Work instructions
Extract every line of the records below, reproducing each one character for character.

Provided data

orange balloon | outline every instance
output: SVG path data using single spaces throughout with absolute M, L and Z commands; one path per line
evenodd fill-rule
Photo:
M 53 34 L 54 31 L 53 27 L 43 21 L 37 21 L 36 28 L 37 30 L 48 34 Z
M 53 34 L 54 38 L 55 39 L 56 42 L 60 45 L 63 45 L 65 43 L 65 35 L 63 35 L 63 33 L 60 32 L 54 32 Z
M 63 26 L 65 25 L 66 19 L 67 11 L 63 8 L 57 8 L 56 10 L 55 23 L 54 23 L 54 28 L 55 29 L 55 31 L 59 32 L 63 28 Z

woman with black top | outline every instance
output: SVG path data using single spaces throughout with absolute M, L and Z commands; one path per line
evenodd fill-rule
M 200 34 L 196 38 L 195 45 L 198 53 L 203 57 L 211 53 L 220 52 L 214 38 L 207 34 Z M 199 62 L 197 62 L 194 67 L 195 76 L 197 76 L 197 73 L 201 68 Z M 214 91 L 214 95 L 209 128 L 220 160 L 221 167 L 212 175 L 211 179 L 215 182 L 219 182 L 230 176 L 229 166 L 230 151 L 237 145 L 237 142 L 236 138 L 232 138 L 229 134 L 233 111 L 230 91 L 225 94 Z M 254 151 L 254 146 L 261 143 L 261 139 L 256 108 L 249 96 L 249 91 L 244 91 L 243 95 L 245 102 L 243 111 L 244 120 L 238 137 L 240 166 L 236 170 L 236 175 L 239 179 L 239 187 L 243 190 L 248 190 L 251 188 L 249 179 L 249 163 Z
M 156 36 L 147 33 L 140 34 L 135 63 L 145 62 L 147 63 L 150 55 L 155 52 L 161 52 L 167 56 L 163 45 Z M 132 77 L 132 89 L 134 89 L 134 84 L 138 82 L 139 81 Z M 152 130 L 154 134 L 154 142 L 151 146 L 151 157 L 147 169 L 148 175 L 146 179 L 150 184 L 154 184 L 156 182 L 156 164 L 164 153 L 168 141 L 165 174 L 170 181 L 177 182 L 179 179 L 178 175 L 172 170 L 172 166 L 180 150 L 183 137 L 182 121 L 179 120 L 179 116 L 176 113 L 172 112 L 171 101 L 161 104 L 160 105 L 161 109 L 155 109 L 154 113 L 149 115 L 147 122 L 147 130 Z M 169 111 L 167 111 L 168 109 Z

Solution to the problem
orange balloon | outline every instance
output: SVG path data using single spaces throughout with absolute M, L and Z commands; one path per line
evenodd fill-rule
Photo:
M 53 34 L 54 31 L 53 27 L 43 21 L 37 21 L 36 28 L 37 30 L 48 34 Z
M 53 34 L 54 38 L 55 39 L 56 42 L 60 45 L 63 45 L 65 43 L 65 35 L 63 35 L 63 33 L 60 32 L 54 32 Z
M 63 26 L 65 25 L 66 19 L 67 11 L 63 8 L 57 8 L 56 10 L 55 23 L 54 23 L 54 28 L 55 29 L 55 31 L 59 32 L 63 28 Z

woman with black top | outline every instance
output: SVG path data using single spaces throughout with absolute M, L and Z commands; one path per line
evenodd fill-rule
M 200 34 L 196 38 L 195 45 L 198 53 L 203 57 L 211 53 L 220 52 L 214 38 L 207 34 Z M 199 62 L 197 62 L 194 67 L 195 76 L 197 76 L 197 73 L 201 68 Z M 214 91 L 214 95 L 209 128 L 220 160 L 221 167 L 212 175 L 211 179 L 215 182 L 219 182 L 230 176 L 229 166 L 230 151 L 237 145 L 237 142 L 236 138 L 232 138 L 229 134 L 233 111 L 230 91 L 225 94 Z M 254 151 L 254 146 L 261 143 L 261 139 L 256 108 L 249 96 L 249 91 L 244 91 L 243 95 L 245 102 L 243 111 L 244 120 L 238 137 L 240 166 L 236 170 L 236 175 L 239 179 L 239 187 L 243 190 L 248 190 L 251 188 L 249 179 L 249 163 Z
M 156 36 L 147 33 L 140 34 L 135 63 L 145 62 L 147 63 L 150 55 L 155 52 L 161 52 L 167 56 L 163 45 Z M 132 77 L 132 89 L 134 89 L 134 84 L 138 82 L 139 81 Z M 152 130 L 154 134 L 154 142 L 151 146 L 151 157 L 147 169 L 148 175 L 146 179 L 150 184 L 154 184 L 156 182 L 156 164 L 164 153 L 168 141 L 165 174 L 170 181 L 177 182 L 179 179 L 178 175 L 172 170 L 172 166 L 180 150 L 183 137 L 182 121 L 179 120 L 179 116 L 176 113 L 172 112 L 171 101 L 161 104 L 160 105 L 161 109 L 155 109 L 154 113 L 149 115 L 147 122 L 147 130 Z M 169 111 L 167 111 L 168 109 Z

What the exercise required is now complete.